### WORK TO COMPLETE
Give a verbatim copy of the lines below, minus the pictures.

[Start of STORED RECORDS]

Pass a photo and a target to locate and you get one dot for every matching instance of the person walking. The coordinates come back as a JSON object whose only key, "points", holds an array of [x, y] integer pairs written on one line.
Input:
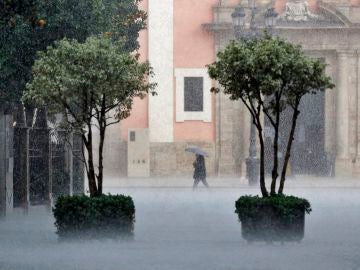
{"points": [[200, 171]]}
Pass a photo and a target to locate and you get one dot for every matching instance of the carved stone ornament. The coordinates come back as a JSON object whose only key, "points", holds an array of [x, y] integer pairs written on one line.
{"points": [[297, 10]]}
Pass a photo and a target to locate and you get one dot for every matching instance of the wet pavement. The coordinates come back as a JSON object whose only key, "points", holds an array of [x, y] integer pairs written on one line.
{"points": [[177, 228]]}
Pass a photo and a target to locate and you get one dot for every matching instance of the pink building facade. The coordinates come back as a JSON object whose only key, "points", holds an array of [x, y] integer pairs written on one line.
{"points": [[183, 36]]}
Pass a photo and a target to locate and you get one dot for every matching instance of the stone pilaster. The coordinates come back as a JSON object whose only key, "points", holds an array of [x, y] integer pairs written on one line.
{"points": [[343, 164]]}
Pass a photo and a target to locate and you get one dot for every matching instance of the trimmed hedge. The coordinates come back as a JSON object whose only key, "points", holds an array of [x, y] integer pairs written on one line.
{"points": [[274, 218], [285, 206], [94, 217]]}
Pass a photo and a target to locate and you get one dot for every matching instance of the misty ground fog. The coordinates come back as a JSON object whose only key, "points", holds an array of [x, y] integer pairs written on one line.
{"points": [[177, 228]]}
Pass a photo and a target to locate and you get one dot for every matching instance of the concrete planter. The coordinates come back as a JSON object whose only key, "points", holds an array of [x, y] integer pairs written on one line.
{"points": [[267, 224]]}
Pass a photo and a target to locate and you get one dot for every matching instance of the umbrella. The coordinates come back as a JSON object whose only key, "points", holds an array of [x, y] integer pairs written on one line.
{"points": [[196, 150]]}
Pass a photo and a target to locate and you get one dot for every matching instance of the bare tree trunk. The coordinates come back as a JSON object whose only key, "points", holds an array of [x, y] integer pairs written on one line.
{"points": [[263, 189], [274, 173], [288, 147], [101, 159], [91, 169]]}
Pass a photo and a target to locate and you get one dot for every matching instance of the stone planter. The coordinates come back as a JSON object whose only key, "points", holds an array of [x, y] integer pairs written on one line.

[End of STORED RECORDS]

### ANSWER TO THIS PROBLEM
Pass a photo and a target to locate and you get one dot for every matching instance of the person walking. The coordinates come back as a JSON object whose only key, "points", holds an array of [x, y] integer pairs written on one line.
Input:
{"points": [[200, 171]]}
Pass a photo and a target to locate and you get one dot for every matching instance of the carved stone ornament. The coordinates come back as a JSON object whose only key, "points", holds an array of [x, y] integer pairs written on one line.
{"points": [[297, 10]]}
Pass a photo and a target to locate and you get one dot for every matching instance of the wet pavement. The coordinates come back as a JSON object whose only key, "points", holds an array of [x, y] integer pairs written on one line.
{"points": [[177, 228]]}
Pass a photo and a target to locate and you get one dot for every matching instance of the pink building facade. The coordinates come back as a JSON object whose only key, "points", holds an array of [x, y] integer pairs written on one line.
{"points": [[183, 36]]}
Pass a photo and a target to locate and you get one dot for every matching instance of the stone pilaster. The coordinates come back as a JSON object whose only key, "points", holds an array of [x, y] integer pairs written on one line.
{"points": [[343, 164]]}
Pass a photo and a target to locate and you get one dot for every matching instance of the trimmed hedge. The coordinates come back as a JSON object whose only key, "points", holds an array of [x, y] integer pairs written on one line.
{"points": [[274, 218], [285, 206], [94, 217]]}
Pass a photo and a target to locate and you get one dot for every matching instance of the misty ground fog. The coordinates come back as a JSON object whose only key, "points", holds an array of [x, y] integer pairs written on one line.
{"points": [[177, 228]]}
Pass a photo and a target to locate and you get one dot for every matching instance of the concrete planter. The coordinates come back as a JSON object whose only key, "points", holds an array of [x, y] integer pairs written on one line.
{"points": [[267, 224]]}
Pass a photo and a target to locate and you get one dot for every matching instance of the umbrella. The coordinates come back as a JSON object whose only key, "points", holds an array of [x, y] integer pairs written on one line.
{"points": [[196, 150]]}
Pass a photo and a target to locate and you get one dot for every matching instance of the bare tree trunk. The coordinates come back as a JSON object whose only key, "points", holds an array of [x, y] integer pairs written on one line.
{"points": [[263, 189], [274, 173], [288, 147], [101, 159], [91, 169]]}
Pass a photo and a target to locate and you get one dot for every matching instance of the stone planter. The coordinates come back as a JSON object whose only key, "points", holds an array of [x, y] integer pairs written on one line.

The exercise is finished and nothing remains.